# Requirement:
Before writing anything, find the line that contains "Target: wooden dresser", then retype the entries below exactly from their first line through that one, without pictures.

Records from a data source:

====

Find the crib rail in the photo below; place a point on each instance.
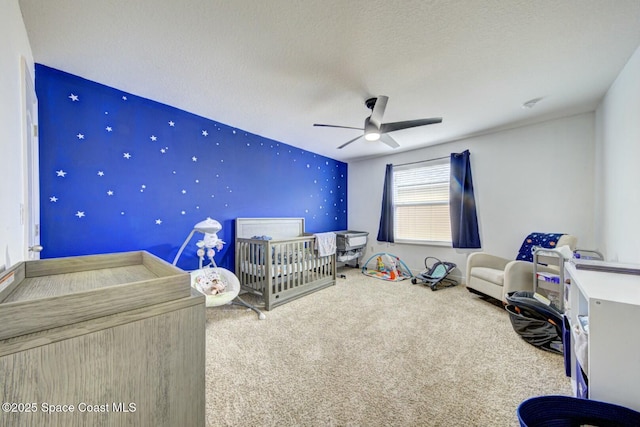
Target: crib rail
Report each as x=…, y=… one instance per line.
x=282, y=270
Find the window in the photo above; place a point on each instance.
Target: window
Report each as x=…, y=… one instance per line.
x=421, y=203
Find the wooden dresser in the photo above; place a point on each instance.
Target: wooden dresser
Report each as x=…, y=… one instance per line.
x=109, y=340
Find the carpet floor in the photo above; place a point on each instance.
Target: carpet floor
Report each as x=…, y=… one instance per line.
x=367, y=352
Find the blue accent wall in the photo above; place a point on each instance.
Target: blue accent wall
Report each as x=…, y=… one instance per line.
x=119, y=172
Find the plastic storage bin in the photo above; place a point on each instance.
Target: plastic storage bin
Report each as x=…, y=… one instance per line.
x=558, y=411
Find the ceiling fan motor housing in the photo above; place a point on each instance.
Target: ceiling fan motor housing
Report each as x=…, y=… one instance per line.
x=370, y=103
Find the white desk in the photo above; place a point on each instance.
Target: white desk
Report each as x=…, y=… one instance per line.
x=612, y=303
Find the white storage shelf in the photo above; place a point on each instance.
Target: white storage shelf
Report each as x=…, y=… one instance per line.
x=611, y=303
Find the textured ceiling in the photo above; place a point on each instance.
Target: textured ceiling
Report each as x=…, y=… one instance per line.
x=275, y=67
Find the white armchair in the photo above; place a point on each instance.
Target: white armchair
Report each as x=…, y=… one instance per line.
x=495, y=276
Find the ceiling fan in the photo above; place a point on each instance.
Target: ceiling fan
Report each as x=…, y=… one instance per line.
x=375, y=130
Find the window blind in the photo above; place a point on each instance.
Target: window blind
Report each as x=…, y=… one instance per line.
x=421, y=202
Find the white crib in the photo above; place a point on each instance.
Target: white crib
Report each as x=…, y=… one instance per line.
x=283, y=268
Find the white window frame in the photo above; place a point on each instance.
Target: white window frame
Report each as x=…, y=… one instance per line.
x=434, y=173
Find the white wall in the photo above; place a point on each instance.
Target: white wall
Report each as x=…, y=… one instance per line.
x=533, y=178
x=14, y=46
x=618, y=166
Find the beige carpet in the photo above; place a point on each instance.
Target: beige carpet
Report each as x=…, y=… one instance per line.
x=372, y=353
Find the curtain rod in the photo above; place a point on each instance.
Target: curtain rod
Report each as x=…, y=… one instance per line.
x=424, y=161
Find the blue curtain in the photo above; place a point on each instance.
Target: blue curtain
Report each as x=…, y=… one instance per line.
x=385, y=232
x=462, y=204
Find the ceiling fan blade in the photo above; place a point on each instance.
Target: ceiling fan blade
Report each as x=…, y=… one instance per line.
x=378, y=110
x=390, y=127
x=349, y=142
x=389, y=141
x=336, y=126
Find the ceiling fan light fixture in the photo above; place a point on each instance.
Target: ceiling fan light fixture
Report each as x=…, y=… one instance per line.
x=372, y=136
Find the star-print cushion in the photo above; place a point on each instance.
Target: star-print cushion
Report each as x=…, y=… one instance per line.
x=534, y=240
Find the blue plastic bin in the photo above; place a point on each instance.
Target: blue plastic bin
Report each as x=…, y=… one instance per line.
x=561, y=411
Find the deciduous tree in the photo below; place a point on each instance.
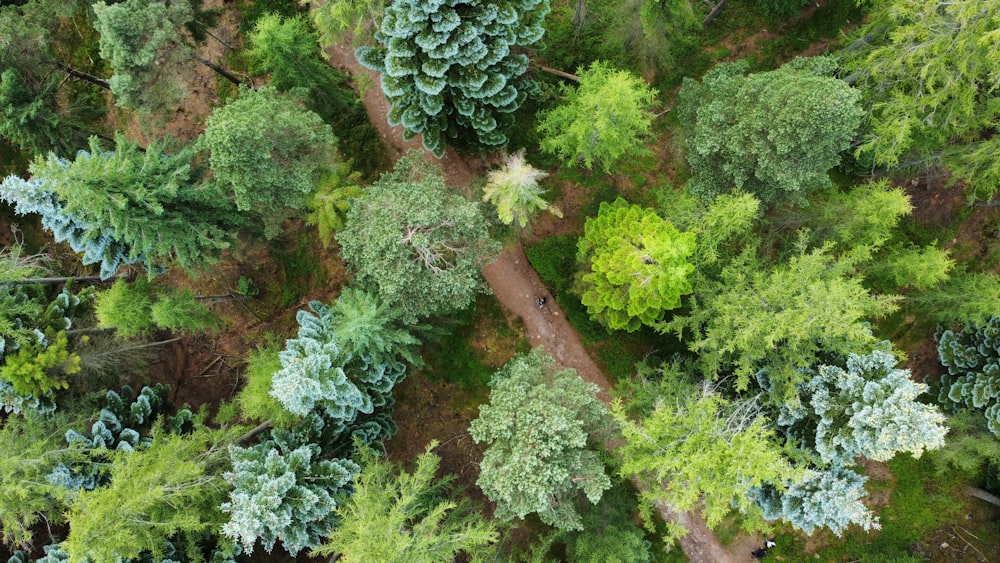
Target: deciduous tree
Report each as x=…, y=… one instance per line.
x=604, y=120
x=635, y=265
x=452, y=67
x=539, y=427
x=774, y=134
x=416, y=246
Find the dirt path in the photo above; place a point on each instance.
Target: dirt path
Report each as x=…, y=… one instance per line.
x=517, y=286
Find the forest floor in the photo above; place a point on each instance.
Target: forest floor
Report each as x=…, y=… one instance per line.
x=516, y=285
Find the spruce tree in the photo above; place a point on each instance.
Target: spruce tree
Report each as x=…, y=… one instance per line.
x=450, y=67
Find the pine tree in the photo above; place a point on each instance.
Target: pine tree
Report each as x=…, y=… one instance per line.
x=450, y=67
x=269, y=152
x=413, y=244
x=774, y=134
x=636, y=266
x=972, y=357
x=540, y=454
x=606, y=119
x=282, y=489
x=393, y=515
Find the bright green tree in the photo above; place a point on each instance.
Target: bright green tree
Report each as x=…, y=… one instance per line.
x=398, y=517
x=929, y=73
x=269, y=152
x=171, y=487
x=704, y=453
x=782, y=319
x=606, y=119
x=775, y=134
x=513, y=189
x=452, y=68
x=415, y=245
x=539, y=427
x=142, y=42
x=636, y=265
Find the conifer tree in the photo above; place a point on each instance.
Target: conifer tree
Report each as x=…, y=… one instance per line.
x=451, y=68
x=393, y=515
x=539, y=427
x=636, y=266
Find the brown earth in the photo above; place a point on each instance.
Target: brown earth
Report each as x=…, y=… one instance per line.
x=517, y=286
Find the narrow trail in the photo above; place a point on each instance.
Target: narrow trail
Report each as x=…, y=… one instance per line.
x=517, y=287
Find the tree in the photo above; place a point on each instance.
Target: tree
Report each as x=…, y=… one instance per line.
x=973, y=362
x=774, y=134
x=782, y=319
x=33, y=446
x=142, y=43
x=269, y=152
x=129, y=205
x=513, y=189
x=451, y=67
x=345, y=360
x=928, y=71
x=416, y=246
x=635, y=264
x=540, y=454
x=701, y=452
x=282, y=489
x=603, y=121
x=395, y=516
x=830, y=498
x=171, y=487
x=869, y=408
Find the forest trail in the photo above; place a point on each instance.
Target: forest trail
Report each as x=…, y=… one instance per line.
x=517, y=287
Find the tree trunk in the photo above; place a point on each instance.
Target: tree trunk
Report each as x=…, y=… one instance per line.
x=225, y=73
x=83, y=75
x=715, y=12
x=558, y=73
x=54, y=281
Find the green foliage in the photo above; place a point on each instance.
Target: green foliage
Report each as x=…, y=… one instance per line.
x=269, y=152
x=704, y=453
x=142, y=42
x=155, y=493
x=416, y=246
x=513, y=189
x=868, y=409
x=126, y=307
x=337, y=19
x=928, y=70
x=33, y=447
x=451, y=68
x=39, y=368
x=774, y=134
x=972, y=357
x=636, y=265
x=182, y=312
x=255, y=400
x=783, y=318
x=395, y=516
x=540, y=454
x=606, y=119
x=282, y=489
x=152, y=203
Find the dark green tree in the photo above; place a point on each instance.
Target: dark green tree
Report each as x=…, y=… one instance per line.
x=269, y=152
x=450, y=68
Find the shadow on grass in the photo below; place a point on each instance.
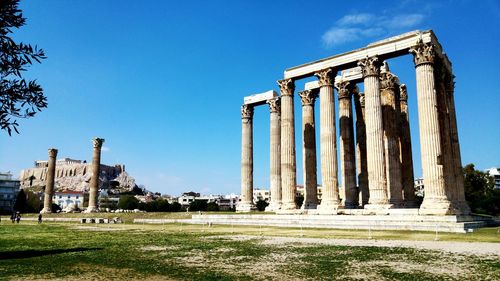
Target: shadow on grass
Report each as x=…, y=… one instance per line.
x=10, y=255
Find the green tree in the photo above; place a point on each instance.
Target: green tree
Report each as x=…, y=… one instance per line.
x=19, y=98
x=163, y=205
x=261, y=205
x=128, y=202
x=175, y=207
x=212, y=207
x=480, y=191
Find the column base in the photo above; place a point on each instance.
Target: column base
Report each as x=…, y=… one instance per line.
x=273, y=207
x=46, y=211
x=436, y=207
x=288, y=206
x=245, y=207
x=351, y=205
x=377, y=209
x=92, y=209
x=309, y=205
x=328, y=208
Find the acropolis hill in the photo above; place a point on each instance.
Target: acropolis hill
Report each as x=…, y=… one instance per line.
x=75, y=175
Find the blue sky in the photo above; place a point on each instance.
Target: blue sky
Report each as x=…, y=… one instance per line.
x=163, y=81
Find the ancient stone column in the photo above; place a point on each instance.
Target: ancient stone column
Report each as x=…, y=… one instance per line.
x=347, y=157
x=463, y=207
x=328, y=143
x=246, y=200
x=94, y=181
x=444, y=129
x=288, y=160
x=374, y=135
x=362, y=170
x=407, y=178
x=309, y=149
x=435, y=199
x=49, y=186
x=389, y=86
x=275, y=173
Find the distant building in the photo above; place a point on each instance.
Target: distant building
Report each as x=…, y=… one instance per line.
x=261, y=194
x=187, y=197
x=66, y=198
x=419, y=187
x=8, y=192
x=495, y=173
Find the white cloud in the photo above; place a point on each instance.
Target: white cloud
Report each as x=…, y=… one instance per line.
x=355, y=27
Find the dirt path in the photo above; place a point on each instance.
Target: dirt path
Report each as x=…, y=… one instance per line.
x=469, y=248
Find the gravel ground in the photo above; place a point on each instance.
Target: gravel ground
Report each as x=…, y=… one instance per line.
x=469, y=248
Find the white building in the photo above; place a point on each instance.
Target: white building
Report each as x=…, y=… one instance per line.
x=261, y=194
x=495, y=173
x=65, y=198
x=8, y=192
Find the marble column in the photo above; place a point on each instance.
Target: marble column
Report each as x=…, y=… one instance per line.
x=407, y=177
x=445, y=132
x=288, y=159
x=347, y=155
x=435, y=200
x=94, y=181
x=308, y=98
x=275, y=165
x=49, y=186
x=362, y=171
x=461, y=203
x=374, y=135
x=389, y=92
x=246, y=200
x=328, y=143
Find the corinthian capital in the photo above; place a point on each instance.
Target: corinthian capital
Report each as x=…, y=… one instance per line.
x=286, y=87
x=423, y=53
x=403, y=94
x=246, y=111
x=274, y=105
x=388, y=80
x=97, y=142
x=346, y=89
x=52, y=153
x=308, y=97
x=369, y=66
x=325, y=77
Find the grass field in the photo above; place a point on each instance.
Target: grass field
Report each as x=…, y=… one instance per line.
x=69, y=251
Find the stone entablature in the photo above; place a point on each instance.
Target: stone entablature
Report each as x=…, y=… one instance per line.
x=71, y=174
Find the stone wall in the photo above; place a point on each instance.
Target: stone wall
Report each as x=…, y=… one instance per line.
x=76, y=176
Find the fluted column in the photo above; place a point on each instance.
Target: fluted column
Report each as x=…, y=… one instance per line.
x=435, y=199
x=94, y=181
x=347, y=157
x=328, y=143
x=246, y=200
x=374, y=135
x=309, y=150
x=49, y=186
x=461, y=203
x=275, y=171
x=288, y=160
x=445, y=132
x=362, y=170
x=389, y=85
x=407, y=177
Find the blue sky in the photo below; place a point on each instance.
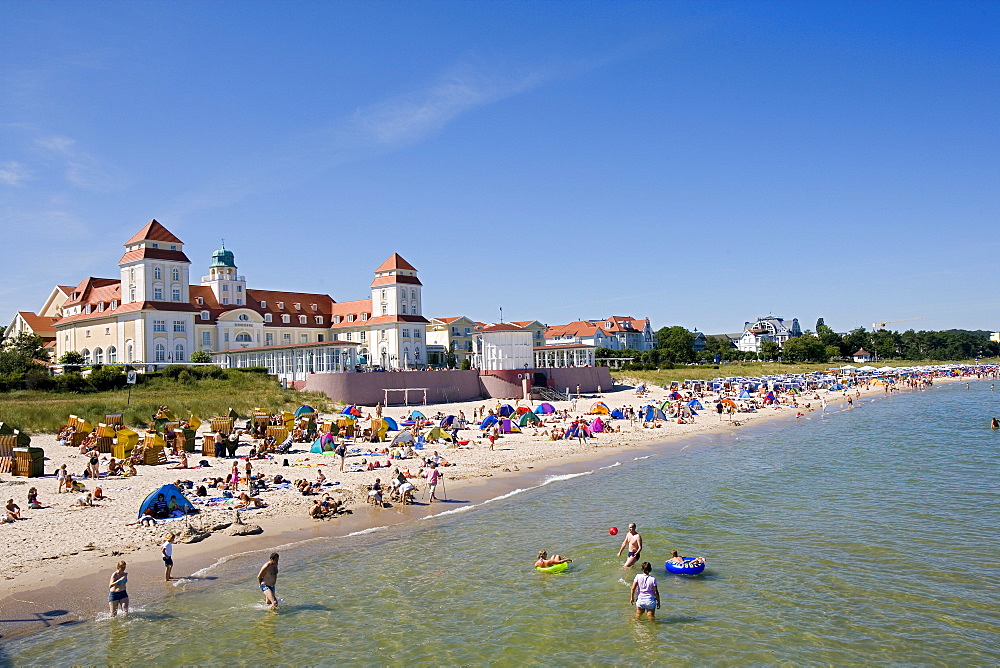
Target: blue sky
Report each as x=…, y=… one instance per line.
x=698, y=163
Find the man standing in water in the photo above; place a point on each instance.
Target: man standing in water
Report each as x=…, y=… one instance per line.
x=268, y=579
x=633, y=541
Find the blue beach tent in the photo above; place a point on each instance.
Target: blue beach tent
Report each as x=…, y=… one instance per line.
x=170, y=493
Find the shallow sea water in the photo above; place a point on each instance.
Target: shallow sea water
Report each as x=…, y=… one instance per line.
x=865, y=536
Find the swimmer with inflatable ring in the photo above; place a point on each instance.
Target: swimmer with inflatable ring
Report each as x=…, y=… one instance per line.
x=545, y=561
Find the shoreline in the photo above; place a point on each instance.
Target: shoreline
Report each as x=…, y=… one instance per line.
x=69, y=597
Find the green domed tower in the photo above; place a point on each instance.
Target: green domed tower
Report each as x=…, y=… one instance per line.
x=229, y=287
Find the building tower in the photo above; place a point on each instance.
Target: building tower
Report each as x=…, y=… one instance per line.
x=154, y=267
x=229, y=287
x=398, y=327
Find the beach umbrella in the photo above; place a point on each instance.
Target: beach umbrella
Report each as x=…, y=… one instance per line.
x=528, y=418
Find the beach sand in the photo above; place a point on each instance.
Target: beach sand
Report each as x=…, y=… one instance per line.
x=59, y=558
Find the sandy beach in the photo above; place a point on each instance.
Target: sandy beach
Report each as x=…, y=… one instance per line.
x=58, y=557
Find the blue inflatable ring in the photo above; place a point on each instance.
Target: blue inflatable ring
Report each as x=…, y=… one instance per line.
x=685, y=568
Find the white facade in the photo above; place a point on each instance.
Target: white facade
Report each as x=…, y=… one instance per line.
x=503, y=348
x=771, y=328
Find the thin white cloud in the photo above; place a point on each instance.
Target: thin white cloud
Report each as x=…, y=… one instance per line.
x=13, y=173
x=82, y=170
x=405, y=119
x=380, y=128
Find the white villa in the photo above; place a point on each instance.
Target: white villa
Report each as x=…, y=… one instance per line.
x=152, y=313
x=503, y=347
x=770, y=328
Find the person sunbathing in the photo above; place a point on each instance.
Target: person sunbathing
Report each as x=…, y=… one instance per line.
x=13, y=510
x=183, y=464
x=246, y=500
x=318, y=511
x=544, y=560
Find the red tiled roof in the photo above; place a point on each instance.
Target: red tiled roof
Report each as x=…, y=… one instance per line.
x=577, y=328
x=176, y=307
x=153, y=254
x=153, y=231
x=383, y=319
x=338, y=343
x=395, y=261
x=396, y=278
x=40, y=325
x=93, y=290
x=501, y=327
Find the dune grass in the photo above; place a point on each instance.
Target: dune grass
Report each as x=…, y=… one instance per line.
x=710, y=371
x=45, y=412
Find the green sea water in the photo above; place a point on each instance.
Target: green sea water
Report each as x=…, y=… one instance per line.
x=866, y=536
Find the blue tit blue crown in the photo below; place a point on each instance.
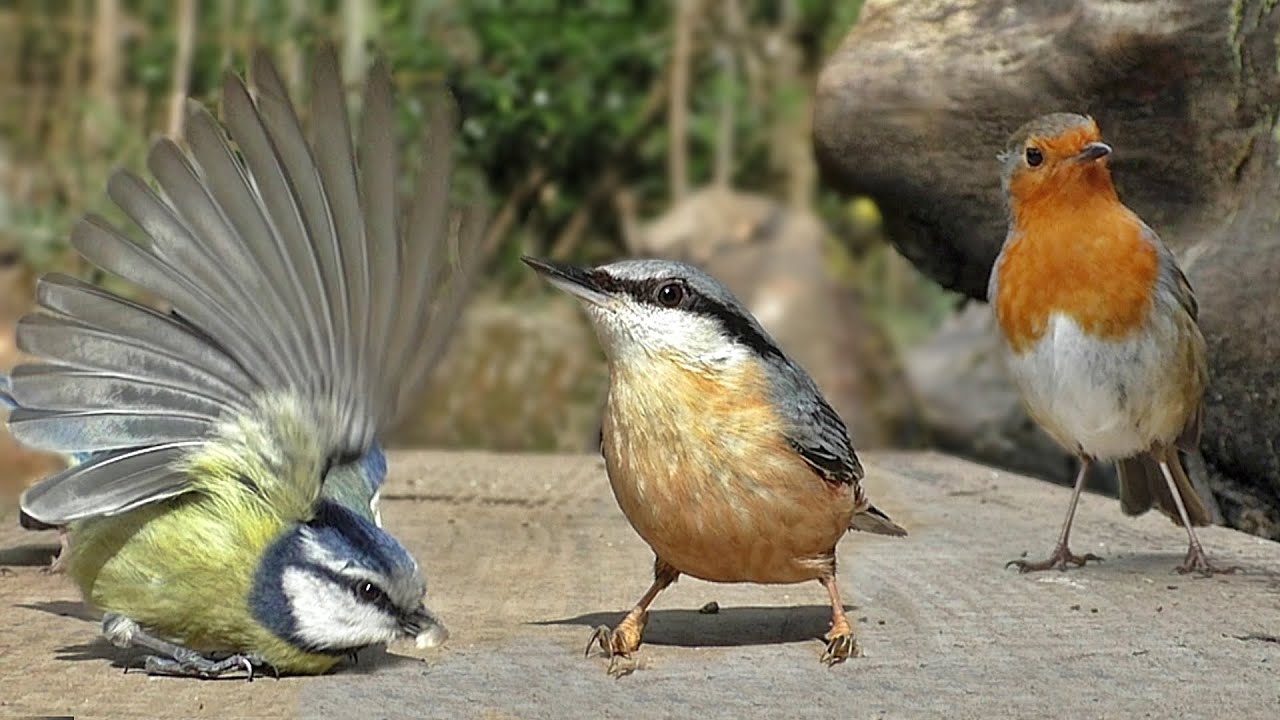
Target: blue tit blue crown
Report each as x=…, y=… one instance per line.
x=337, y=583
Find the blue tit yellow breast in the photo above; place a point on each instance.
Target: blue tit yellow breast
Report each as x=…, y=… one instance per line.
x=184, y=568
x=700, y=466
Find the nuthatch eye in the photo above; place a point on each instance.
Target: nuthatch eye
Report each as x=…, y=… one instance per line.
x=721, y=451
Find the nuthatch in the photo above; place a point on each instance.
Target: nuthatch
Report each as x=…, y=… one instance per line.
x=721, y=451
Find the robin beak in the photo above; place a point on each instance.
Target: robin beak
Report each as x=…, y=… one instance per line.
x=1093, y=151
x=570, y=278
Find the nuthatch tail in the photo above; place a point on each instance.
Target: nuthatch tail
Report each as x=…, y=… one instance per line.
x=721, y=451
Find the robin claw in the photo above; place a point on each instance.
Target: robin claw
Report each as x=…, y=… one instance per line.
x=1200, y=564
x=1061, y=557
x=604, y=637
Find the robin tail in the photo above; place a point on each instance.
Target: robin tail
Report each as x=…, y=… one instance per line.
x=1142, y=486
x=874, y=520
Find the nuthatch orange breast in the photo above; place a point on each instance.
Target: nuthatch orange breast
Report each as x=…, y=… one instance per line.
x=721, y=451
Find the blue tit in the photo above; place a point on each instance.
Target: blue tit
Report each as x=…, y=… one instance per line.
x=223, y=511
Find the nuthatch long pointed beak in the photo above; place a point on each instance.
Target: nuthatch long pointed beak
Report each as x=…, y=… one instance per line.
x=570, y=278
x=1093, y=151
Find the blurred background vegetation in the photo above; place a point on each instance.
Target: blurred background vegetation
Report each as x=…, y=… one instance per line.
x=580, y=122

====

# Expected answer:
Find the crib rail in the photo below; place a point on each instance.
Target: crib rail
Report each as x=…, y=… one instance per line.
x=282, y=270
Find the window in the photo above; place a point on each instance.
Target: window
Report each as x=…, y=… one instance per line.
x=421, y=203
Find the wooden dresser in the photo above; place a point on each instance.
Target: wooden dresser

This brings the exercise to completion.